TASK GOAL - Return every line of the listing below that contains the word "point", treating uppercase and lowercase as different.

DATA PROVIDED -
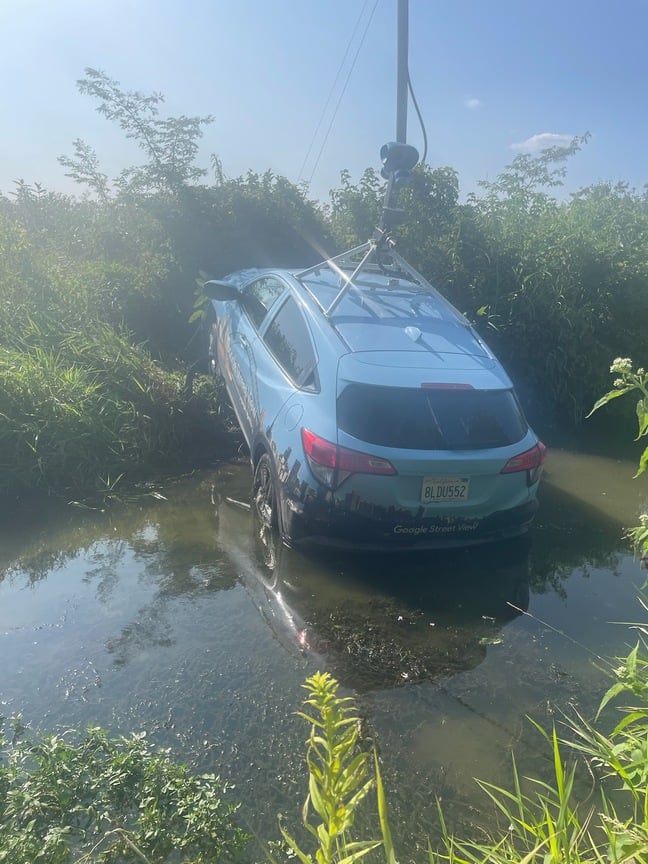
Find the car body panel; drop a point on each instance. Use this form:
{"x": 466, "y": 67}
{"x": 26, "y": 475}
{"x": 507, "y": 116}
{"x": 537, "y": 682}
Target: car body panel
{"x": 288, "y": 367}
---
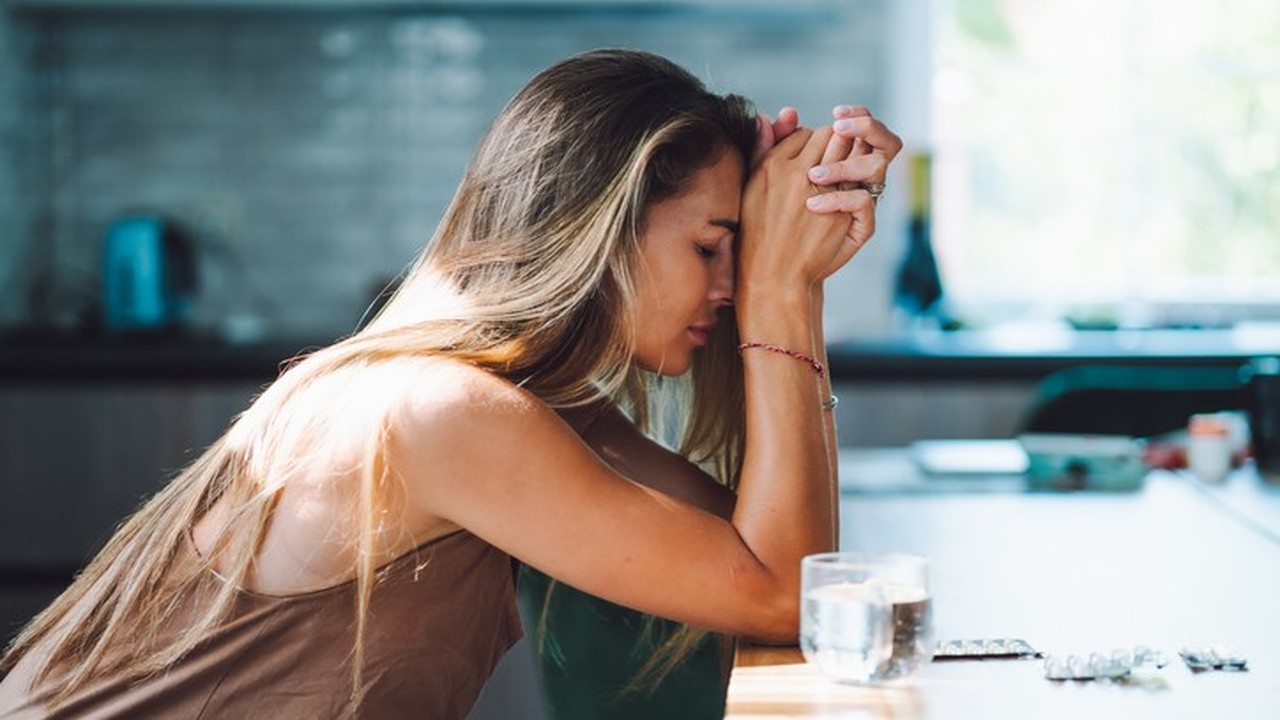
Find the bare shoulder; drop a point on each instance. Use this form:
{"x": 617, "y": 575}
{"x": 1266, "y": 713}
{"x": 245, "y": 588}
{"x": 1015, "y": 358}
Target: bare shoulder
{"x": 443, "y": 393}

THE COMPLETED TASK -
Find the car body panel; drop a point on each instance. Use this form:
Find the bare shoulder; drop a point on each instance. Use this form:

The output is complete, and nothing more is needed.